## Exercise description
Print out all the records, word for word.
#### Exercise inputs ####
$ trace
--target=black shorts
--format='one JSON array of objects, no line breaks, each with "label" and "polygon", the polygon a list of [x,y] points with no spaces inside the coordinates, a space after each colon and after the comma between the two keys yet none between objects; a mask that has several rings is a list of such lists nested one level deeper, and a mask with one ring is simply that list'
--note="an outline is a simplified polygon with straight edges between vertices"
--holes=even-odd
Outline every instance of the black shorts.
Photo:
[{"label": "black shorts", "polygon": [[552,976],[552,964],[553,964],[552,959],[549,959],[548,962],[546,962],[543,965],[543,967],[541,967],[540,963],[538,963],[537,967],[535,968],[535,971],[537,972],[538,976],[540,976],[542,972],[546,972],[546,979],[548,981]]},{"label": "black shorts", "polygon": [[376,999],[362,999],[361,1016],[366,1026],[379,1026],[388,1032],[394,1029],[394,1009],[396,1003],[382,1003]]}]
####
## Result of the task
$ trace
--target=black shorts
--format='one JSON array of objects, no line breaks, each with "label" and "polygon", the polygon a list of [x,y] points with no spaces inside the coordinates, a space after each colon and after the comma between the two keys yet none between objects; a mask that has several rings is a list of such lists nested one level deeper, and a mask with one ring is simply that list'
--note="an outline is a simplified polygon with straight edges between vertices"
--holes=even-odd
Outline every instance of the black shorts.
Photo:
[{"label": "black shorts", "polygon": [[552,976],[552,964],[553,964],[552,959],[549,959],[548,962],[546,962],[543,965],[543,967],[541,967],[540,963],[538,963],[537,967],[535,968],[535,971],[537,972],[538,976],[540,976],[542,972],[546,972],[546,979],[548,981]]},{"label": "black shorts", "polygon": [[376,999],[362,999],[361,1016],[366,1026],[379,1026],[388,1032],[394,1029],[394,1009],[396,1003],[382,1003]]}]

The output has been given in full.